Excerpts from a point labeling dataset
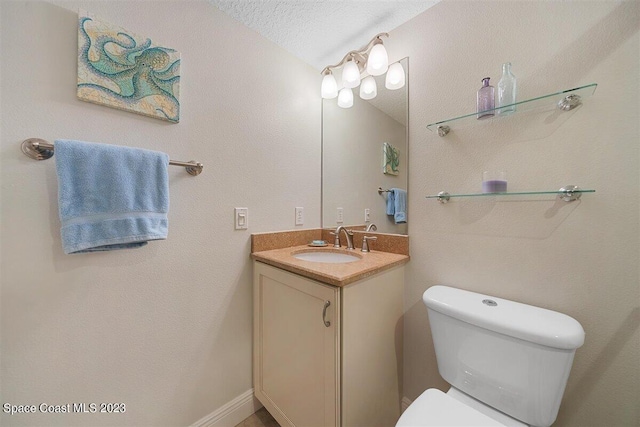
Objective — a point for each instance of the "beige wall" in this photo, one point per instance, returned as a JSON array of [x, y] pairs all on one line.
[[166, 328], [580, 258], [352, 150]]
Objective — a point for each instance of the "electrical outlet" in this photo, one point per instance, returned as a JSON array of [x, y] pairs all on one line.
[[242, 218], [299, 216]]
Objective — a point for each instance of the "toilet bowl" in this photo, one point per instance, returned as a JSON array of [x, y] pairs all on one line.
[[436, 408], [508, 363]]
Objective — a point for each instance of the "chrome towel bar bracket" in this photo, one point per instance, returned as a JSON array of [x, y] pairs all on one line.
[[40, 149]]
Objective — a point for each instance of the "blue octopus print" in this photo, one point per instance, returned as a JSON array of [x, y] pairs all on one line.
[[390, 159], [125, 71]]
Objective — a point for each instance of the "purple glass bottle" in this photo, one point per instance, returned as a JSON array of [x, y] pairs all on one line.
[[486, 100]]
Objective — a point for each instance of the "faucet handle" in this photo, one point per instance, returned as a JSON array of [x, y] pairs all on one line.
[[365, 242]]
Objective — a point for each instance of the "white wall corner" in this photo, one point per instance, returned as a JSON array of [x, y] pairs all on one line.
[[404, 403], [231, 413]]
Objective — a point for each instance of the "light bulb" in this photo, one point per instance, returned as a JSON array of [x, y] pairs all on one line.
[[345, 98], [350, 74], [378, 61], [368, 88], [329, 87], [395, 77]]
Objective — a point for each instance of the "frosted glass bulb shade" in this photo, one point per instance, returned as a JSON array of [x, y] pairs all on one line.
[[368, 88], [350, 75], [378, 61], [395, 77], [329, 88], [345, 98]]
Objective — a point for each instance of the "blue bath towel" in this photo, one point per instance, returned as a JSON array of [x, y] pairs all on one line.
[[110, 197], [400, 204], [397, 205]]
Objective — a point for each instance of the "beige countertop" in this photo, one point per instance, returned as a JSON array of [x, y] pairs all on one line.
[[336, 274]]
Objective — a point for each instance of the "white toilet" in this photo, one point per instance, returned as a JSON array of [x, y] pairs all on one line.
[[507, 363]]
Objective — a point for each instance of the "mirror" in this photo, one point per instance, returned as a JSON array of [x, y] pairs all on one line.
[[352, 156]]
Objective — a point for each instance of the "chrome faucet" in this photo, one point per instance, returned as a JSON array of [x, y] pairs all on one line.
[[348, 233]]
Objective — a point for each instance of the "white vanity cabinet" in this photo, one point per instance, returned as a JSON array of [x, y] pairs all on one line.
[[327, 355]]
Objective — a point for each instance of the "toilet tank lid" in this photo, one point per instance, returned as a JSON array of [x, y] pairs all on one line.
[[526, 322]]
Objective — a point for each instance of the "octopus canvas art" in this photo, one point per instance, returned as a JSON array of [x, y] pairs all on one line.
[[125, 71], [390, 159]]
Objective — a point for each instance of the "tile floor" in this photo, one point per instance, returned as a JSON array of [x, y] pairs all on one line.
[[260, 419]]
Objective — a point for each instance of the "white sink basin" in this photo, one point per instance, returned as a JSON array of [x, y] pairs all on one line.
[[325, 256]]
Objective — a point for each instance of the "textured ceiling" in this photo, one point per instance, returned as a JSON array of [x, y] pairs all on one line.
[[321, 32]]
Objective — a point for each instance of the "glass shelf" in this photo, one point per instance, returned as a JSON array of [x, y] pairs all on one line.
[[564, 100], [568, 193]]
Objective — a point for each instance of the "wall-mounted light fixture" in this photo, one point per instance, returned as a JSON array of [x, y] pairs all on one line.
[[374, 60]]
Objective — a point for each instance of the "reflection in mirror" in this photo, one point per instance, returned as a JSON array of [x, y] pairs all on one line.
[[353, 157]]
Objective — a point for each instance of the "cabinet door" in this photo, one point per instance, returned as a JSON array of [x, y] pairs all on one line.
[[296, 354]]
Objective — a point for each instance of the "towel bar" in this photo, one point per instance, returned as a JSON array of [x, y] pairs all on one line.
[[39, 149]]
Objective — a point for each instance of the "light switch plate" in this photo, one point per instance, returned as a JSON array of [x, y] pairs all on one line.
[[299, 216], [242, 218]]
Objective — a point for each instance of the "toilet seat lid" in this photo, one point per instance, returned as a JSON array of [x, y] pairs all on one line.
[[435, 408]]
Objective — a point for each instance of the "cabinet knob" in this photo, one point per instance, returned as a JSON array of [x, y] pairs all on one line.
[[324, 314]]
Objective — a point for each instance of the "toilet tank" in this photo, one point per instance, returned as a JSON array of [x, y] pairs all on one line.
[[511, 356]]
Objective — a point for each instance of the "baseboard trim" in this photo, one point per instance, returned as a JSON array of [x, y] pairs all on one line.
[[404, 403], [231, 413]]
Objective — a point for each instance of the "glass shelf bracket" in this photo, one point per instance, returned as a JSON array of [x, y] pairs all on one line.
[[564, 100], [568, 193]]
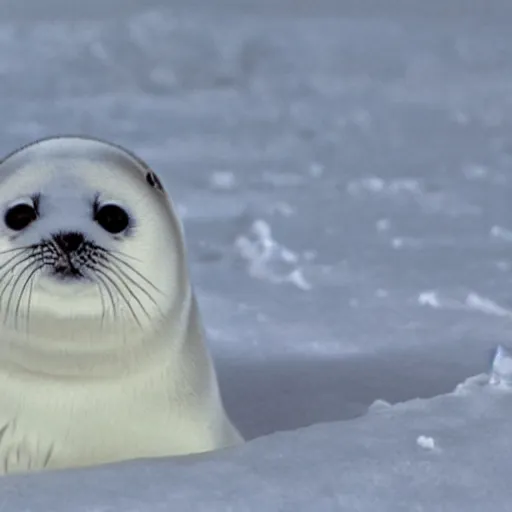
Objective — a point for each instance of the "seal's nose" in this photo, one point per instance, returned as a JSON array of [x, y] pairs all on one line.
[[70, 241]]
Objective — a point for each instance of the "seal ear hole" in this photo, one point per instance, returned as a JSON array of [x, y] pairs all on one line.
[[20, 216], [112, 218], [154, 181]]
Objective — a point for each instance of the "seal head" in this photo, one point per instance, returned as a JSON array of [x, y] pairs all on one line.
[[102, 353]]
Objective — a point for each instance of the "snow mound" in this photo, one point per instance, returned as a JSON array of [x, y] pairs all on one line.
[[452, 449]]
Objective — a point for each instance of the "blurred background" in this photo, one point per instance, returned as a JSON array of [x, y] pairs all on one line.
[[342, 169]]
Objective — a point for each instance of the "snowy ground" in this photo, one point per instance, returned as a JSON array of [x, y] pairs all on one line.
[[343, 169]]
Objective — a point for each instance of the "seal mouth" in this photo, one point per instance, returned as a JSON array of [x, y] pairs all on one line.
[[68, 271]]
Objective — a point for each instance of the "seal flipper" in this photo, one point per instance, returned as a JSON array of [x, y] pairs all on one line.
[[20, 452]]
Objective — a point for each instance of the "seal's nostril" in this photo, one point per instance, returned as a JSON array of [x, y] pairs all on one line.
[[70, 241]]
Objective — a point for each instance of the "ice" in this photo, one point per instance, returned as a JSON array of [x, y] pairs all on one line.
[[501, 371], [342, 170]]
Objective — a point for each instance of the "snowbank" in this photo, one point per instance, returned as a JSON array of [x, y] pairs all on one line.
[[449, 453]]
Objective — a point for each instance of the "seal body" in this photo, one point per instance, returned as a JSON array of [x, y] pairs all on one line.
[[102, 352]]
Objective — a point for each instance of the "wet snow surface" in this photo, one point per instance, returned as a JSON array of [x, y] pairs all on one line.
[[343, 171]]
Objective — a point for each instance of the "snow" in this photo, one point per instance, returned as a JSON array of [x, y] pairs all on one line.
[[343, 172]]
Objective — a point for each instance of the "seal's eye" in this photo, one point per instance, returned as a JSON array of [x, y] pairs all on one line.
[[112, 218], [20, 216]]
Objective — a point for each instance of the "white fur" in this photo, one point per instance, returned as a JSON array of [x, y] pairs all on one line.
[[79, 386]]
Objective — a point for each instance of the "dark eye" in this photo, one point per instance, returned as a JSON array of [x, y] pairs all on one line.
[[112, 218], [20, 216]]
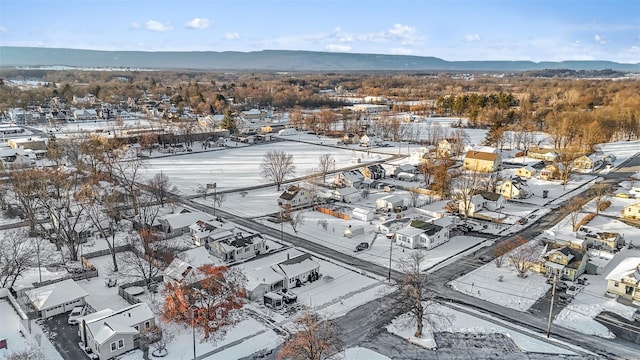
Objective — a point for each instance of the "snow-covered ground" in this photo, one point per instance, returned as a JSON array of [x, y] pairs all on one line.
[[18, 338], [455, 319], [240, 167]]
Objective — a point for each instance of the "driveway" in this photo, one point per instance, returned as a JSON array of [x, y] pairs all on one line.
[[63, 336]]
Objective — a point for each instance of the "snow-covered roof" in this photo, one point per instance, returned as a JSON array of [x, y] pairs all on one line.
[[48, 296], [626, 268], [119, 322], [178, 221]]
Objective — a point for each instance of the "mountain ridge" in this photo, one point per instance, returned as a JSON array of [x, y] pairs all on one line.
[[278, 60]]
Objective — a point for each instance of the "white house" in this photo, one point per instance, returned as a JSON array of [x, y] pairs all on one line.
[[362, 214], [513, 189], [178, 224], [298, 270], [112, 333], [420, 234], [347, 195], [237, 247], [57, 298], [295, 196]]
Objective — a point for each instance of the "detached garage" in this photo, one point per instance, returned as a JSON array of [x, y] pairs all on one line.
[[57, 298]]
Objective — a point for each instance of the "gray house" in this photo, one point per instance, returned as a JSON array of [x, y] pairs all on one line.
[[109, 333]]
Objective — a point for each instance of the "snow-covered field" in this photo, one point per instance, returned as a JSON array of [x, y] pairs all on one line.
[[240, 167]]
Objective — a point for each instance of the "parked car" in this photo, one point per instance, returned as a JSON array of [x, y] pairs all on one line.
[[76, 313], [573, 290]]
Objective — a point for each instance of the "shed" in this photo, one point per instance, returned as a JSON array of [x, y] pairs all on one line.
[[57, 298]]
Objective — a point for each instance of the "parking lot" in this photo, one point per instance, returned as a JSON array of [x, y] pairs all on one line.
[[63, 336]]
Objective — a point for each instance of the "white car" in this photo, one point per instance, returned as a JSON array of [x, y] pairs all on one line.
[[76, 313]]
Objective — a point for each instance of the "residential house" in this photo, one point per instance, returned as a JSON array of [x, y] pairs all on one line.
[[185, 262], [238, 247], [57, 298], [352, 178], [599, 239], [33, 143], [350, 138], [631, 211], [586, 164], [109, 334], [444, 149], [370, 140], [347, 195], [474, 204], [173, 225], [405, 168], [550, 172], [202, 229], [373, 172], [85, 114], [513, 189], [298, 270], [548, 155], [492, 201], [567, 262], [482, 161], [420, 234], [624, 279], [526, 172], [295, 196]]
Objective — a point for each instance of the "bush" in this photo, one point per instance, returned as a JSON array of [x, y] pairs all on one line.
[[604, 205]]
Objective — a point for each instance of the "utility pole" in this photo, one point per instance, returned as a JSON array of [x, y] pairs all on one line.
[[553, 293]]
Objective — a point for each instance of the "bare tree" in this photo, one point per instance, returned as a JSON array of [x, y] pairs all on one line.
[[413, 293], [315, 339], [277, 166], [160, 187], [16, 256], [326, 163], [523, 258]]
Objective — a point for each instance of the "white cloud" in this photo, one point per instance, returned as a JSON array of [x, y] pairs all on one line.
[[471, 37], [232, 36], [401, 51], [338, 48], [599, 39], [157, 26], [198, 23]]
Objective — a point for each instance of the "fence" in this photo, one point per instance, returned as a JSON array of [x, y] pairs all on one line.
[[333, 213]]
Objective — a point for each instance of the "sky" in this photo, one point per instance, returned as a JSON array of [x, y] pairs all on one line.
[[455, 30]]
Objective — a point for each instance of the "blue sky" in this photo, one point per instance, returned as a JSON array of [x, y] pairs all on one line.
[[538, 30]]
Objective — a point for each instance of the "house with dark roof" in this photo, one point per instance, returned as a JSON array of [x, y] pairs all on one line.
[[108, 334], [373, 172], [237, 246], [295, 196], [421, 234], [567, 262], [298, 270], [482, 161]]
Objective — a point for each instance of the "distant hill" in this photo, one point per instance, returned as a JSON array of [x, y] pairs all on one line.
[[275, 60]]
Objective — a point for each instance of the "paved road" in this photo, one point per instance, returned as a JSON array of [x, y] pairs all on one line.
[[364, 322]]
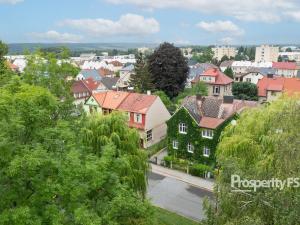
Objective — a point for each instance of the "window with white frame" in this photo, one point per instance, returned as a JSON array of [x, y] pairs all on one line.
[[206, 151], [206, 133], [182, 128], [137, 118], [128, 116], [175, 144], [149, 135], [216, 89], [190, 148]]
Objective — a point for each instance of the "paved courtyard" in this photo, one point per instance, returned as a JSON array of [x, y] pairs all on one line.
[[177, 196]]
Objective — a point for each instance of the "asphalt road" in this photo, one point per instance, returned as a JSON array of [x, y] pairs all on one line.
[[177, 196]]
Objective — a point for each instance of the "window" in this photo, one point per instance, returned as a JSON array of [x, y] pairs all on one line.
[[216, 90], [149, 135], [182, 128], [190, 148], [137, 118], [208, 133], [128, 116], [206, 151], [175, 144]]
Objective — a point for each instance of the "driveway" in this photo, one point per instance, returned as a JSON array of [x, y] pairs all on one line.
[[177, 196]]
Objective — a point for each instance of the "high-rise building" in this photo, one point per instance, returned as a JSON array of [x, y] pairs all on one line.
[[219, 52], [266, 53]]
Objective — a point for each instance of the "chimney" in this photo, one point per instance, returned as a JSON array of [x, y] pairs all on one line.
[[228, 99], [198, 97]]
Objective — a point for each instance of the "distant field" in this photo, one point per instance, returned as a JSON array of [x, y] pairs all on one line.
[[165, 217]]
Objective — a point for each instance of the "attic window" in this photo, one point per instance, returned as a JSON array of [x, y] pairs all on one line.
[[208, 133]]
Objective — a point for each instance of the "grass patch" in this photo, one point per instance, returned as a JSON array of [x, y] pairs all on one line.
[[165, 217], [156, 147]]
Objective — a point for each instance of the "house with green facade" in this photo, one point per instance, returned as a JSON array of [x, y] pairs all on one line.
[[195, 128]]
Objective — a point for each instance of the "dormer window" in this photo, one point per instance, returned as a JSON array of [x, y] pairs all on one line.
[[182, 128], [206, 133], [138, 118]]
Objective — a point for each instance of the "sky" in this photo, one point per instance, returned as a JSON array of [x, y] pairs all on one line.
[[201, 22]]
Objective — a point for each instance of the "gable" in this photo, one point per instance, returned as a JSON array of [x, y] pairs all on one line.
[[92, 101]]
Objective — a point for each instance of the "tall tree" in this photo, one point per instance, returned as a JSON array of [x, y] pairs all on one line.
[[141, 79], [168, 69], [5, 73], [54, 171], [263, 145]]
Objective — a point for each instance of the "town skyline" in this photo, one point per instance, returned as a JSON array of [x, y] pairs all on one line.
[[180, 22]]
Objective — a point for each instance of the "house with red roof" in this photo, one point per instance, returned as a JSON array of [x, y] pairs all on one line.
[[270, 88], [219, 84], [285, 69], [146, 113], [83, 89]]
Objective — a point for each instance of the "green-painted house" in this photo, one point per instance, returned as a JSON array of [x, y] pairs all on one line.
[[194, 130]]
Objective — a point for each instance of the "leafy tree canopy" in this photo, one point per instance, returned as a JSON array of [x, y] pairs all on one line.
[[168, 69], [263, 145]]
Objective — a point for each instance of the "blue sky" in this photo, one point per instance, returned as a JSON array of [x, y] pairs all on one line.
[[151, 21]]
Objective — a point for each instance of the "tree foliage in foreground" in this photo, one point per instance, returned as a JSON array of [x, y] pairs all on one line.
[[169, 69], [58, 171], [263, 145]]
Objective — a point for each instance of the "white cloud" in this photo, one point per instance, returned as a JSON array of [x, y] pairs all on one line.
[[295, 15], [127, 25], [226, 40], [54, 36], [13, 2], [221, 26], [269, 11]]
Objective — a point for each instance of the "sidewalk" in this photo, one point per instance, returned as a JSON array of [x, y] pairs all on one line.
[[192, 180]]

**REQUIREMENT:** Copy the entries word for word from the beginning up to and including the line containing "[[166, 328], [580, 258], [352, 150]]", and leave the picture out of your answer.

**TASK RESULT:**
Objective — a point for each instance of the "beige wall" in this photo, one point per instance, returned as a JSON array of [x, y] pairs all on one line.
[[166, 328], [580, 258], [352, 150]]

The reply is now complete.